INSTRUCTIONS FOR THE TASK. Copy out every line of the entries from the start through the line containing "[74,149,390,259]", and shift each bounding box coordinate in that span by -96.
══════════════════════════════
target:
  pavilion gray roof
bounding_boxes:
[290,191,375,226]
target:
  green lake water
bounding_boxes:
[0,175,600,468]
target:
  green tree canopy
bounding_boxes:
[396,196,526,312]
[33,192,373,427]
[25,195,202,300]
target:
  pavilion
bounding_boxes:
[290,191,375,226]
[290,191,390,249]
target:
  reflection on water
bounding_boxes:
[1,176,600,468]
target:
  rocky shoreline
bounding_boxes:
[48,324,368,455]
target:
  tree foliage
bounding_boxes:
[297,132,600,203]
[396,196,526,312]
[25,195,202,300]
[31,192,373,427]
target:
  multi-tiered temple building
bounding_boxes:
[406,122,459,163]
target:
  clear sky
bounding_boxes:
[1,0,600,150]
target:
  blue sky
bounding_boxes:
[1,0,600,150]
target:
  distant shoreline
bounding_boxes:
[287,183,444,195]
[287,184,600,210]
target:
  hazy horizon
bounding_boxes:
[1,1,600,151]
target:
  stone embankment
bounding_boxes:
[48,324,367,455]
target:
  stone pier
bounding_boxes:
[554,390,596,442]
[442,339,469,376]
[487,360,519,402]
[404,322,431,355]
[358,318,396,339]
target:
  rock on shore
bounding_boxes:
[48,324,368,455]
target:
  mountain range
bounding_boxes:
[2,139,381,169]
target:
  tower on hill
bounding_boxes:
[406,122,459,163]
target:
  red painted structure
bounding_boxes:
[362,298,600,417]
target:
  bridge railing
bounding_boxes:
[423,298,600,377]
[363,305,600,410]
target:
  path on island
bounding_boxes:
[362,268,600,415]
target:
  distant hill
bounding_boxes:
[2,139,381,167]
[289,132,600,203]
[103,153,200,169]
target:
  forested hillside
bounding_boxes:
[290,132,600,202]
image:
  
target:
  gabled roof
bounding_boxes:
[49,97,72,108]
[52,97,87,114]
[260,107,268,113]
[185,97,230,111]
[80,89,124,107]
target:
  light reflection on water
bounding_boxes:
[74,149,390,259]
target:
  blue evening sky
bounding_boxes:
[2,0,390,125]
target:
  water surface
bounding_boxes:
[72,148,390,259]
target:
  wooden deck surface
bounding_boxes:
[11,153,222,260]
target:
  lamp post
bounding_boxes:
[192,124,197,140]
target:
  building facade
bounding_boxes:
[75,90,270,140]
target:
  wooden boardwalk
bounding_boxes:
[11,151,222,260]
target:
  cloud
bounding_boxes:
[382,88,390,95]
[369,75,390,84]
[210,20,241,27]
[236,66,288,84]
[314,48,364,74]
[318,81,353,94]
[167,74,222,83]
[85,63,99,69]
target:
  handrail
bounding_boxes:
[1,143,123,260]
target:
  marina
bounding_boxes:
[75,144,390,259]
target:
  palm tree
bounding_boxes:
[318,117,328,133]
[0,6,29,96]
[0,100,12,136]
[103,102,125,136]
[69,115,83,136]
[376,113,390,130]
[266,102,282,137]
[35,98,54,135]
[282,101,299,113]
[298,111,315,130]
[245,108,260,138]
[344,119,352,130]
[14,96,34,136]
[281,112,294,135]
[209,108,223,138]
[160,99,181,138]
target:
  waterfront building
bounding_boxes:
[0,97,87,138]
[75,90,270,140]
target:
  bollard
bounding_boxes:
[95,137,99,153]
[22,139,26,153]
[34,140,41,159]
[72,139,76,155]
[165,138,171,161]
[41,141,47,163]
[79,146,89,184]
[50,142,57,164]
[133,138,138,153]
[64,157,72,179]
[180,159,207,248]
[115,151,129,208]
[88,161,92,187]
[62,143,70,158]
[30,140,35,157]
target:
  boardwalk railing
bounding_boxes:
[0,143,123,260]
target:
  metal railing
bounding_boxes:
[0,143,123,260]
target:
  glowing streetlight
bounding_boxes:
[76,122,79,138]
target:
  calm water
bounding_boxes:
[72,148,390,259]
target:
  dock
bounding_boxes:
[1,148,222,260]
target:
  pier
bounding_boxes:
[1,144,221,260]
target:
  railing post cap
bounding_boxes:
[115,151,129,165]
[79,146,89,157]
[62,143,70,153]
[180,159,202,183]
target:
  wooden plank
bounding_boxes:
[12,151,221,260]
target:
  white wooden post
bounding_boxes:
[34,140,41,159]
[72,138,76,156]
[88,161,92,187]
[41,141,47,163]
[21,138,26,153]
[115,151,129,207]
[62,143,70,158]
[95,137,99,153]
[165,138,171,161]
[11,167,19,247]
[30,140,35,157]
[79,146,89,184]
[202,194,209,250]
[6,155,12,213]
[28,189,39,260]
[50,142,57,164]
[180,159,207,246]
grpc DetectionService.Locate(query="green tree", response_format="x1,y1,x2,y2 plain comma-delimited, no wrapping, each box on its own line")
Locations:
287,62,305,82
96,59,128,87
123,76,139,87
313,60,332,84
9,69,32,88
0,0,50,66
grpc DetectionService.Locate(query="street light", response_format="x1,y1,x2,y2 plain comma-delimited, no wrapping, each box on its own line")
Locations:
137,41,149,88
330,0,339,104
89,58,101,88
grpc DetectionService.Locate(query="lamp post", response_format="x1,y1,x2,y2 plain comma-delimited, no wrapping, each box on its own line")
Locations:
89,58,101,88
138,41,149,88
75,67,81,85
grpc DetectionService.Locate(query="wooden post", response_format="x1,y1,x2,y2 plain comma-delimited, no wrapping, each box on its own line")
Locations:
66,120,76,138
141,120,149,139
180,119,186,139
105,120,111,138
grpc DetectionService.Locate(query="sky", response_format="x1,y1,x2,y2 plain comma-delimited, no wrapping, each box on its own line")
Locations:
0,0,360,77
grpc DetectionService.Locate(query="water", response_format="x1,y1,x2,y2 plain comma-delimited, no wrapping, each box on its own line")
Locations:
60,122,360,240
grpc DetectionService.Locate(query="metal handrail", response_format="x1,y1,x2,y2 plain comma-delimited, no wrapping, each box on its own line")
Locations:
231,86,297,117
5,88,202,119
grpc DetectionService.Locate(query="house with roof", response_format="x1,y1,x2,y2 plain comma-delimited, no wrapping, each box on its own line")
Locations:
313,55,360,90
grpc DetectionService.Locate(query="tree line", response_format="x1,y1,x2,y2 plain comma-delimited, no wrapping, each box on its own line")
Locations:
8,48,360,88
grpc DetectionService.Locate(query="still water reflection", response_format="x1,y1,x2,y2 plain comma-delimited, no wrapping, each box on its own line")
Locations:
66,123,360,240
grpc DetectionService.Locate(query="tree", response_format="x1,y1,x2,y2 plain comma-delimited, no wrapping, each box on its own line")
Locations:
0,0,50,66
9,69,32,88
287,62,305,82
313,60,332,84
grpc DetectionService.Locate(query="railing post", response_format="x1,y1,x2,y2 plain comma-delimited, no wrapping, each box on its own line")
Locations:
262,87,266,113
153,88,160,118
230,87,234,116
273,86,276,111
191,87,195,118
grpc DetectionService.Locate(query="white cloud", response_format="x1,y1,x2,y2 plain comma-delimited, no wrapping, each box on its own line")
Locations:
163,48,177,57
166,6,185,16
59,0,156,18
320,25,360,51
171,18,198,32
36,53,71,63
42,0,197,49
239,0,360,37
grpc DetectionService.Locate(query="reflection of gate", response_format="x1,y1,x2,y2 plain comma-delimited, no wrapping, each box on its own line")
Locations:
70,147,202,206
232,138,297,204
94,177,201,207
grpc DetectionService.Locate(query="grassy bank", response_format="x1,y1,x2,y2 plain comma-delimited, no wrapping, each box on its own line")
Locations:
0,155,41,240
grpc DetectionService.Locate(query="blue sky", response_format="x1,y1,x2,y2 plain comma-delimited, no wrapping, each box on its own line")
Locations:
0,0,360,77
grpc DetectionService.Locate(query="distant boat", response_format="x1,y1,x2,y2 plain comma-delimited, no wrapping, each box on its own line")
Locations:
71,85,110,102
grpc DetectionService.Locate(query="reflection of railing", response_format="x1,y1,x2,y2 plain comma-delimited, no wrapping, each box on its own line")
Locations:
══════════════════════════════
RESPONSE TO THIS EXERCISE.
target:
  pavilion gray roof
bounding_boxes:
[194,95,279,130]
target:
  green lake water
bounding_boxes:
[-96,79,504,372]
target:
  green tree canopy
bounding_boxes:
[300,100,430,216]
[-63,96,277,331]
[-71,99,106,204]
target:
  pavilion
bounding_boxes:
[194,95,279,130]
[194,95,294,153]
target:
  reflection on water
bounding_boxes:
[-95,80,504,372]
target:
  rocky shoreline
bounding_boxes:
[-48,228,272,359]
target:
  tree foliage
bounding_boxes:
[201,36,504,107]
[300,100,430,216]
[-71,99,106,204]
[-65,96,277,331]
target:
  multi-tiered temple building
bounding_boxes:
[310,26,363,67]
target:
  clear sky
bounding_boxes:
[-95,-96,504,54]
target:
  blue sky
bounding_boxes:
[-95,-96,504,54]
target:
  distant shoreline
bounding_boxes:
[191,87,348,99]
[191,88,504,114]
target:
  hazy horizon
bounding_boxes:
[-95,-95,504,55]
target:
  stone embankment
bounding_boxes:
[-48,228,271,359]
target:
  stone pier
bounding_boxes:
[458,294,500,346]
[346,243,373,280]
[391,264,423,306]
[308,226,335,259]
[262,222,300,243]
target:
  rock on shore
bounding_boxes:
[-48,228,272,359]
target:
  mountain range
bounding_boxes:
[-94,43,285,73]
target:
  tower on hill
bounding_boxes:
[310,26,363,67]
target:
  red painted structure
bounding_boxes:
[266,202,504,321]
target:
  bridge railing
bounding_boxes:
[327,202,504,281]
[267,209,504,314]
target:
  path on island
bounding_boxes:
[266,172,504,319]
target:
  distant hill
bounding_boxes:
[-94,43,285,71]
[193,36,504,107]
[7,57,104,73]
target:
  forested hillside
bounding_boxes:
[194,36,504,106]
image:
  
target:
  gabled roof
bounding_boxes:
[-47,1,-24,12]
[-44,1,-9,18]
[164,11,172,17]
[89,1,134,15]
[-16,-7,28,11]
target:
  light reflection on water
bounding_boxes:
[-22,53,294,163]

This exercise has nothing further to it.